● Passage shown:

## begin

As far as the existing research results are concerned, in the related research on the digital economy, some scholars have analyzed the emission reduction effects of the digital economy, the energy rebound effect, and related calculation methods of regional digital economy development and have discussed the influencing factors and calculation methods of urban low-carbon transformation. In the research related to public attention, scholars have been paying attention to the auxiliary influence of public attention on environmental pollution control and resource allocation. However, these studies only focus on the direct impact of the digital economy or public attention on urban low-carbon development, but no research has ever considered public attention as an important variable of the economy. This paper innovatively incorporates public attention as an indicator of the overall estimation of the model and uses public participation theory to solve the problems with and obstacles to the development of the digital economy. At the same time, no scholars have included the three into the same framework for research and analysis, which is also the main innovation of this paper and the academic gap to be filled.

3. The Emission Reduction Mechanism of the Digital Economy in Promoting the Urban Low-Carbon Transformation

This paper argues that the digital economy has both an emissions reduction effect and a rebound effect on the low-carbon transformation of cities. On the one hand, the digital economy can promote the low-carbon transformation of cities by optimizing resource allocation, upgrading the industrial structure, improving resource sharing, and promoting green technology innovation. On the other hand, the digital economy also has a rebound effect that hinders the low-carbon transformation of cities; that is, the rapid development of the digital economy not only increases the availability of natural resources for production-side enterprises but also increases the demand for energy consumption and use at the consumer end. In reality, the integration of the digital economy into the field of production and consumption is extremely uneven, and there is an increase in energy demand and a loss of total factor productivity at the production end, and the penetration of the digital economy at the consumer end has greatly led to an increase in energy consumption at the consumer end. In addition, this paper also believes that public attention can bring about the effect of government political incentives and the upgrading effect of the industrial structure, which in turn will play a regulatory role in the digital economy to promote the low-carbon transformation of cities, the mechanism of action is shown in Figure 1.

4. Indicator Selection and Model Building

4.1. Index Selection and Data Collection

The data for this study are from the 2011–2019 China Urban Statistical Yearbook, the China Regional Statistical Yearbook, the Baidu Index website (https://index.baidu.com/v2/index.html/, accessed on 30 December 2020), the Peking University Digital Financial Inclusion Index, and the CNRDS database. The study used Stata 16.0 Python software.

(1)

The level of urban low-carbon transformation. Referring to Liu [17] (2021) for the measurement method of the urban green transformation, the entropy weight assignment method was used to measure the level of urban low-carbon transformation, and the specific measurement method is shown in

Table 1. Evaluation index system of urban green transformation.

## end

● Supplied entries:
## begin

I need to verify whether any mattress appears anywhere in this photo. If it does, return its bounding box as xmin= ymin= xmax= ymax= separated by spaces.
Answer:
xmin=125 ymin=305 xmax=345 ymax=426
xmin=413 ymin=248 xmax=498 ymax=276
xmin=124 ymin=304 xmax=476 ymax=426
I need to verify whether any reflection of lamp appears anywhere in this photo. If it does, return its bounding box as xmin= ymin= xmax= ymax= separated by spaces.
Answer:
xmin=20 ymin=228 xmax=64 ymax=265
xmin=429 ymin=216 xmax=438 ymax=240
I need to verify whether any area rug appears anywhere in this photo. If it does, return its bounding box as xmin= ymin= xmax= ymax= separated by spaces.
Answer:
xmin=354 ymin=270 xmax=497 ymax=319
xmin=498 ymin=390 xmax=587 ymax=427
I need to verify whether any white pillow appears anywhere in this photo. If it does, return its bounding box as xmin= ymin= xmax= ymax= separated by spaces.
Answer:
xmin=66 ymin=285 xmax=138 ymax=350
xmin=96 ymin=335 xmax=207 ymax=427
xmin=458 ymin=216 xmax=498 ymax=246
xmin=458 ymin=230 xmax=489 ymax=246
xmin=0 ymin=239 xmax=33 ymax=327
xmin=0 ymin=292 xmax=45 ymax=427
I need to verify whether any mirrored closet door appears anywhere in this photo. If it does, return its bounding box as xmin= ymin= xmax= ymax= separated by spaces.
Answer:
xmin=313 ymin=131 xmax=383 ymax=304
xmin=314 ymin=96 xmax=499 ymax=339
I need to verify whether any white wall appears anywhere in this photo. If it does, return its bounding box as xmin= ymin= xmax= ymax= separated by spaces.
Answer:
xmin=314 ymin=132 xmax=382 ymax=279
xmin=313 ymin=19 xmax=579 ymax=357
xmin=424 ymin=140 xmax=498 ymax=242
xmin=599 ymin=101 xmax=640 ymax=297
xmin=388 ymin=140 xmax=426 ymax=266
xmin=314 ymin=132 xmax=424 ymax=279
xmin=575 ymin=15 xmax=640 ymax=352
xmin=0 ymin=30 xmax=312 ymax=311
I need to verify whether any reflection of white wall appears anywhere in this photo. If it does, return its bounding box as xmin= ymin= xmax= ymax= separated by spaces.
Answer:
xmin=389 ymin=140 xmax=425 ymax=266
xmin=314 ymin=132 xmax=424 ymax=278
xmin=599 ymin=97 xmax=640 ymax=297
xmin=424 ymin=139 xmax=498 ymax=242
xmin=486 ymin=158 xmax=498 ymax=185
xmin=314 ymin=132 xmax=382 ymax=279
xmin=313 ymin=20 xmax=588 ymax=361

## end

● Required task: In the passage on the digital economy and urban low-carbon transformation, what method was used to measure the level of urban low-carbon transformation? You can leave the records aside; they aren't needed here.

● Solved problem: The entropy weight assignment method.